## Aim of the task
Transcribe the lines of the records starting with the one that has "Target: wooden folding chair" in it and ending with the last, and transcribe nothing else.

(Dataset items)
————
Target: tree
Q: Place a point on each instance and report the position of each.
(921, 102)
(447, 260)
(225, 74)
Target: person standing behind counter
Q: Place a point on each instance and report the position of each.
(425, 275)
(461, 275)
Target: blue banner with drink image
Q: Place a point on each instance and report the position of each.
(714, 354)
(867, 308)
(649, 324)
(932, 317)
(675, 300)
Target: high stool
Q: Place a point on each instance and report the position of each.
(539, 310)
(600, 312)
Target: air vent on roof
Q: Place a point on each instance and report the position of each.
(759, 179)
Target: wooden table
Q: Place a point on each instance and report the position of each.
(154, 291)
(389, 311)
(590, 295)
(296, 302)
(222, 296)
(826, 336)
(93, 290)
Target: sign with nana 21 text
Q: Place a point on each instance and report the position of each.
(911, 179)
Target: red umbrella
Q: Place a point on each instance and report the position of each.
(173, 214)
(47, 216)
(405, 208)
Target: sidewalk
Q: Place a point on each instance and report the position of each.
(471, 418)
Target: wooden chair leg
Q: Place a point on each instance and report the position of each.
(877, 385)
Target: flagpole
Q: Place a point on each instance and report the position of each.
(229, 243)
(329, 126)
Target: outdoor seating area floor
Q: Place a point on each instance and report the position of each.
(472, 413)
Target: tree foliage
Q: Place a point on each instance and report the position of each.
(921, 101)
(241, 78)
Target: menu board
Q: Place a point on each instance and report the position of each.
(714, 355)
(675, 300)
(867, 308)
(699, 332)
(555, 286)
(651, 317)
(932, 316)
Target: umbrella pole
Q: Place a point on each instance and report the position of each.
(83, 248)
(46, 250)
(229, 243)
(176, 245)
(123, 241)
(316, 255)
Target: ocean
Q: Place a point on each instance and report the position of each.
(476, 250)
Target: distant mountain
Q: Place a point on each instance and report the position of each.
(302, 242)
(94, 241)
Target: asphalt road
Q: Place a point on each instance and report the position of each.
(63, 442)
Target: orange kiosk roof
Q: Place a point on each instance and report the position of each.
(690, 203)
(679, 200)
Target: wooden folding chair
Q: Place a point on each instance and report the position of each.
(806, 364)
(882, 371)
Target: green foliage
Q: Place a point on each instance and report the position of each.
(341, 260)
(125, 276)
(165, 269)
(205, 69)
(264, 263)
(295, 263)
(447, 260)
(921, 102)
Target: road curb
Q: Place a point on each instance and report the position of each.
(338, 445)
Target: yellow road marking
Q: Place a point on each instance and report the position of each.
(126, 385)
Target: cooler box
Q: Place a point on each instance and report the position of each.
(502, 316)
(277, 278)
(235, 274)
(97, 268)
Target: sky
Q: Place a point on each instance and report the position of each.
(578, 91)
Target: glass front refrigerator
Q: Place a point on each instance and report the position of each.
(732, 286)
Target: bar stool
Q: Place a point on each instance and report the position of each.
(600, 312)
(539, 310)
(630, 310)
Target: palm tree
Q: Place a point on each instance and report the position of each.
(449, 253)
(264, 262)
————
## Result of the exercise
Target: wooden folding chair
Q: Place a point on each instance and report the position of each.
(806, 364)
(882, 371)
Target: green foliage
Q: Place a point on each instance and report the position of each.
(341, 260)
(125, 276)
(165, 269)
(205, 69)
(264, 263)
(295, 263)
(447, 260)
(921, 102)
Target: road curb
Q: Place a point on each instance and report the position of each.
(338, 445)
Target: yellow road marking
Q: Place a point on each instance and report the position of each.
(126, 385)
Target: cooler box
Q: Place a point on each instance and report the position of each.
(502, 316)
(277, 278)
(235, 274)
(97, 268)
Target: sky
Q: Place a point on each instance and report the position of each.
(578, 91)
Target: glass front refrigerator
Q: Place a point on each instance and report the position of each.
(732, 286)
Target: bar stool
Q: Place a point on each instance and report the position of each.
(600, 312)
(539, 310)
(630, 310)
Target: palm tree
Q: Place a point on each instance and report the position of each.
(449, 253)
(264, 262)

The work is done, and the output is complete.